# Given records
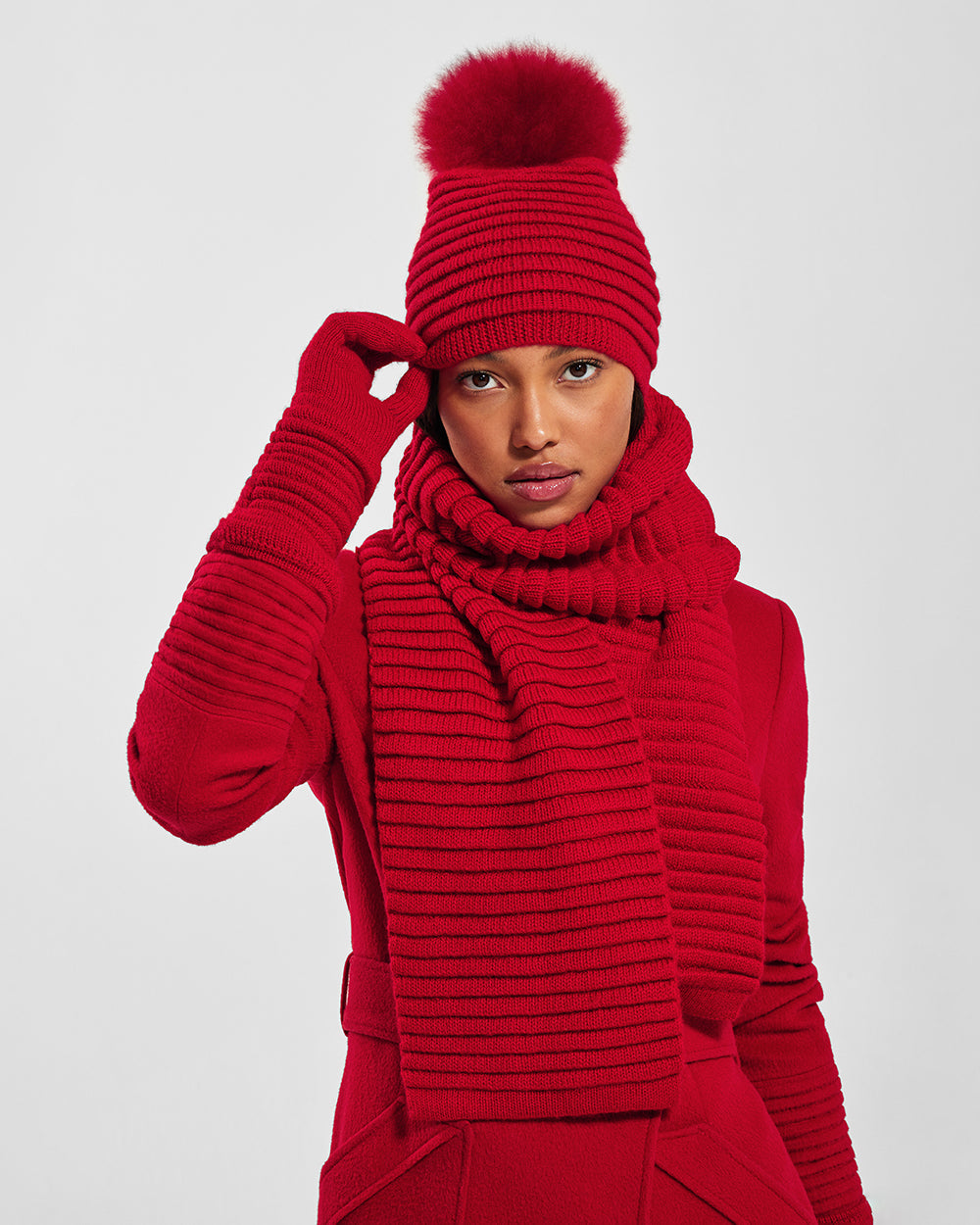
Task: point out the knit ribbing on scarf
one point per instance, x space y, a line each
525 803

* * *

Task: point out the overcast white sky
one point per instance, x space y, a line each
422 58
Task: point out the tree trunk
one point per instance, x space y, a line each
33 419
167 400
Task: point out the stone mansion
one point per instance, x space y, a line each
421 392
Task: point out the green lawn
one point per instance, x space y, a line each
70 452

# What is being asked
Pull out every line above that contains the string "Task" and copy each one in full. Case counts.

# Output for this exercise
Task: point out the knit ribbing on scarf
Task: point out the overcast white sky
Task: point out the tree trunk
Task: point out the stone mansion
Task: point out the green lawn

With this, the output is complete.